EXPLORE THE MATERIAL:
1. In the text on tricin, what tricin yield did Park et al. get from rice hulls using enzymatic hydrolysis combined with high hydrostatic pressure?
2. Carry the text on tricin forward from its last sentence.

SOURCE TEXT:
The isolated yield of free tricin varies significantly among different taxa and plant tissues, ranging from less than 1 mg to a few grams per kilogram of plant material [1,2]. The flavone is usually isolated from plants by traditional flavonoid extraction techniques, i.e., through a combination of solvent extractions, liquid–liquid partitioning, and different chromatographic separation and purification methods [1]. Advanced techniques to reduce energy and solvent consumption and increase efficiency and selectivity have recently been developed [11]; however, overall yields of tricin isolation remain low. For example, Park et al. achieved a tricin yield of 0.0329 mg/g from rice hulls using enzymatic hydrolysis combined with high hydrostatic pressure compared to 0.0147 mg/g with conventional solvent extraction [12]. Other methods, such as alkaline extraction and weak acid extraction, yielded 1.1–1.7% and 6.3% tricin from grass lignin, respectively [13].

A few years ago, we identified tricin in the aqueous methanolic extracts of a few Huperzia species (family Lycopodiaceae) collected in Ecuador [14]. These plants, locally known with the vernacular names of trencillas or wamingas, grow in typical neotropical Andean ecosystems called páramos de pajonal, at altitudes varying from 2850 to 3600 m above sea level, where the average annual temperature is 7 °C and the UV radiation is very intense. The plants are employed by visionary healers (yachak) of Saraguro communities located since the times of the Incas in the Loja province in Southern Ecuador as purgative agents and, mixed with other plants, to obtain psychotropic preparations for performing magical-ritual ceremonies and for healing supernatural diseases, such as espanto (startle), susto (fright), mal aire (bad air), and shuka (evil eye) [15]. These effects have been attributed to a large presence of alkaloids in the plants [15]. The estimated content of tricin (1) using the UHPLC-UV-ESIMS method in the total flavonoid fraction of aqueous methanolic extracts of Huperzia aerial parts varied from 0.02% (w/w) in H. crassa (Humb. & Bonpl. ex Willd.) Rothm. to 0.28, 0.37, 0.57 and 2.74% (w/w) in H. kuesteri (Nessel) B. Øllg., H. espinosana B. Øllg., H. compacta (Hook.) Trevis., and H. brevifolia (Hook. & Grev.) Holub, respectively [14]. A lower amount of tricin than in H. brevifolia was also found in H. tetragona (Hook. & Grev.) Rothm, H. weberbaueri (Nessel) Holub, and H. columnaris B. Øllg. [15].

STUDY MATERIAL:
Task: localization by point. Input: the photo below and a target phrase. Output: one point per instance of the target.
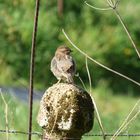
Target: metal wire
(86, 135)
(32, 63)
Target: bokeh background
(98, 33)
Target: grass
(112, 108)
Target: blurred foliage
(98, 33)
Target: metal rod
(32, 64)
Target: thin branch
(32, 65)
(93, 100)
(6, 115)
(97, 8)
(113, 5)
(98, 118)
(127, 32)
(98, 63)
(125, 121)
(89, 77)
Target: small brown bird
(63, 65)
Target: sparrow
(63, 65)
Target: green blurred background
(98, 33)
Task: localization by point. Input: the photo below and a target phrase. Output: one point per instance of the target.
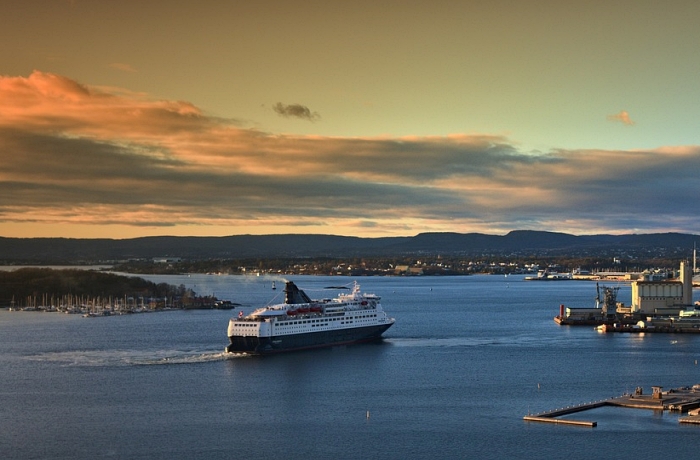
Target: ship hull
(320, 339)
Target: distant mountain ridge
(524, 242)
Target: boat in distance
(301, 323)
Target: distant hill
(520, 242)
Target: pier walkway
(680, 400)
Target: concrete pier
(679, 400)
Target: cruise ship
(301, 323)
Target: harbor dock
(685, 399)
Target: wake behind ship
(301, 323)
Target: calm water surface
(467, 358)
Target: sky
(364, 118)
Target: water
(467, 358)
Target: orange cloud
(623, 117)
(83, 155)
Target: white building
(663, 297)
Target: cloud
(295, 111)
(77, 154)
(623, 117)
(123, 67)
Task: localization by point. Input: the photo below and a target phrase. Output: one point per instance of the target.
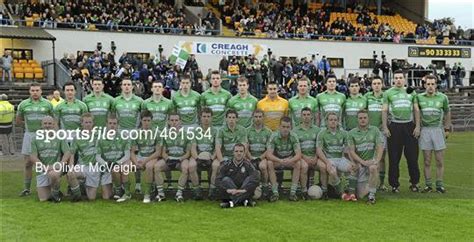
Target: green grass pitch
(406, 216)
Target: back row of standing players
(264, 140)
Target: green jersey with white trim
(49, 152)
(205, 143)
(99, 107)
(332, 143)
(365, 141)
(112, 150)
(228, 138)
(351, 107)
(32, 112)
(217, 102)
(69, 114)
(297, 103)
(432, 109)
(146, 144)
(187, 106)
(128, 111)
(374, 108)
(244, 107)
(284, 147)
(258, 140)
(307, 138)
(159, 109)
(400, 104)
(85, 150)
(330, 102)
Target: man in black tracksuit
(237, 180)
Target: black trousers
(228, 183)
(402, 140)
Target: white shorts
(42, 180)
(26, 145)
(94, 178)
(432, 138)
(341, 164)
(363, 175)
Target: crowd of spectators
(144, 16)
(288, 21)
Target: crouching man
(237, 180)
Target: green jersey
(48, 152)
(112, 150)
(176, 148)
(160, 111)
(332, 143)
(99, 107)
(146, 145)
(307, 139)
(228, 138)
(217, 103)
(330, 103)
(69, 114)
(32, 112)
(258, 140)
(206, 144)
(432, 109)
(374, 108)
(400, 104)
(365, 142)
(284, 148)
(187, 106)
(85, 150)
(244, 107)
(297, 103)
(128, 111)
(351, 107)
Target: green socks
(382, 177)
(27, 183)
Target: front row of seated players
(300, 149)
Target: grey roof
(14, 32)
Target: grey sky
(461, 10)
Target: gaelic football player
(86, 151)
(31, 111)
(434, 109)
(186, 102)
(330, 145)
(302, 100)
(374, 108)
(330, 101)
(127, 108)
(227, 137)
(68, 113)
(99, 103)
(354, 103)
(273, 106)
(175, 154)
(203, 152)
(158, 105)
(258, 136)
(402, 132)
(216, 99)
(366, 148)
(146, 151)
(243, 102)
(307, 134)
(52, 155)
(284, 152)
(114, 153)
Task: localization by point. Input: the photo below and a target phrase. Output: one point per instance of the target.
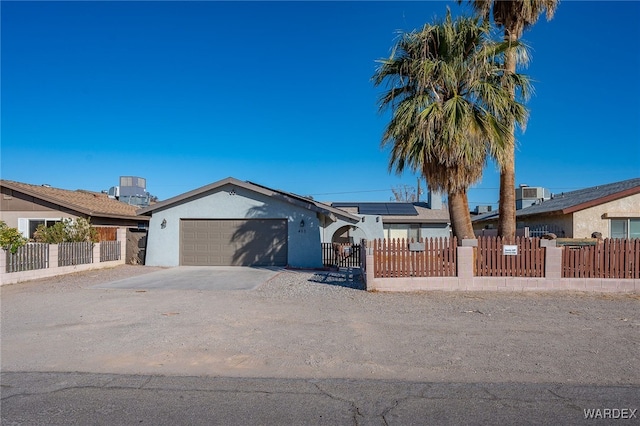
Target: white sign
(510, 250)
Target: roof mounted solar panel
(401, 209)
(372, 208)
(382, 209)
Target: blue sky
(279, 93)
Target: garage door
(231, 242)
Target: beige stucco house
(612, 209)
(25, 206)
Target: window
(625, 228)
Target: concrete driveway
(214, 278)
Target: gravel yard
(305, 324)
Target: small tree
(67, 231)
(10, 238)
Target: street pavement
(110, 399)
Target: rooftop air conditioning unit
(529, 195)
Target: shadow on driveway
(345, 277)
(213, 278)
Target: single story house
(25, 206)
(391, 220)
(612, 209)
(233, 222)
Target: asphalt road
(139, 345)
(109, 399)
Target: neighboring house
(390, 220)
(612, 209)
(26, 206)
(232, 222)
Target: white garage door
(233, 242)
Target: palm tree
(514, 16)
(450, 107)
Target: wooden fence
(341, 255)
(524, 258)
(75, 253)
(110, 250)
(29, 257)
(433, 257)
(611, 258)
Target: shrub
(10, 238)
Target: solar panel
(382, 209)
(372, 208)
(401, 209)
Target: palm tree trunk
(507, 202)
(460, 216)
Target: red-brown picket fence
(432, 257)
(491, 260)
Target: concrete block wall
(466, 281)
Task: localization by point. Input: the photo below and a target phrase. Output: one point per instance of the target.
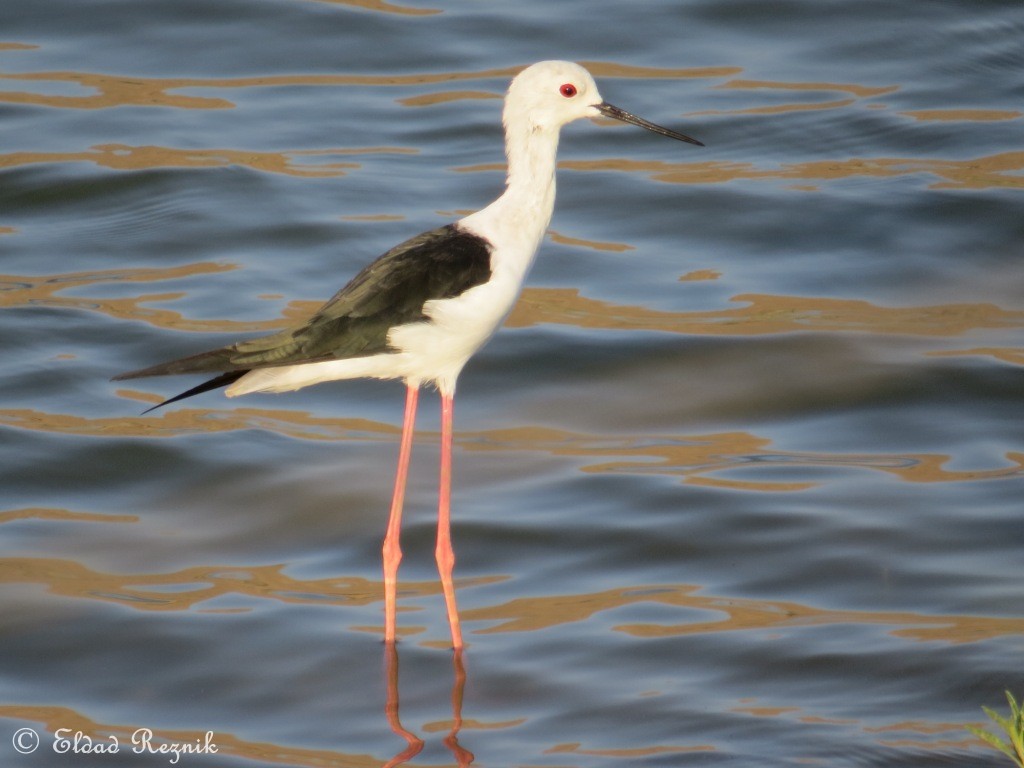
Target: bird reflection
(414, 743)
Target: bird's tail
(216, 360)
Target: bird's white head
(550, 94)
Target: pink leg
(392, 551)
(443, 552)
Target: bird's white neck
(522, 213)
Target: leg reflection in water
(415, 745)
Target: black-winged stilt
(422, 309)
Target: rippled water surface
(739, 483)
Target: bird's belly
(436, 350)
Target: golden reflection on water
(104, 91)
(729, 614)
(125, 158)
(993, 171)
(973, 116)
(708, 460)
(188, 589)
(53, 718)
(384, 7)
(760, 314)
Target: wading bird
(422, 309)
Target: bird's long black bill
(610, 111)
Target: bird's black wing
(391, 291)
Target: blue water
(738, 484)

OUTPUTS BY TASK:
1. 0.0329 mg/g

2.
In our preliminary studies, the isolation of the flavonoid mixture required a long, tedious process that included filtration of the extract on a C-18 SPE cartridge, followed by semipreparative separations on RP-18 TLC plates [14,15]. Therefore, we decided to develop a specific, time-efficient, and cost-effective protocol for the high-yield isolation of a tricin-enriched flavonoid fraction from H. brevifolia (Figure 2), which could afford pure flavone (1) via simple crystallization. Our main aim was to avoid any chromatographic separation and reduce the use of organic solvents.

This paper describes a straightforward procedure for the extraction of flavonoids and tricin from aerial parts of H. brevifolia.

2. Results

Previous phytochemical studies have shown that alkaloids, flavonoids, and serratane triterpenoids, in varying quantities, are the most characteristic secondary metabolites extracted from Huperzia species [14]. The first two families are especially expressed in H. brevifolia, while triterpenoids are minor constituents. We hypothesized that selective separation of flavonoids from alkaloids and other metabolites could be achieved based on the different partitioning of compounds between organic solvents and aqueous solutions and on their property to form water-soluble salts with acids or bases.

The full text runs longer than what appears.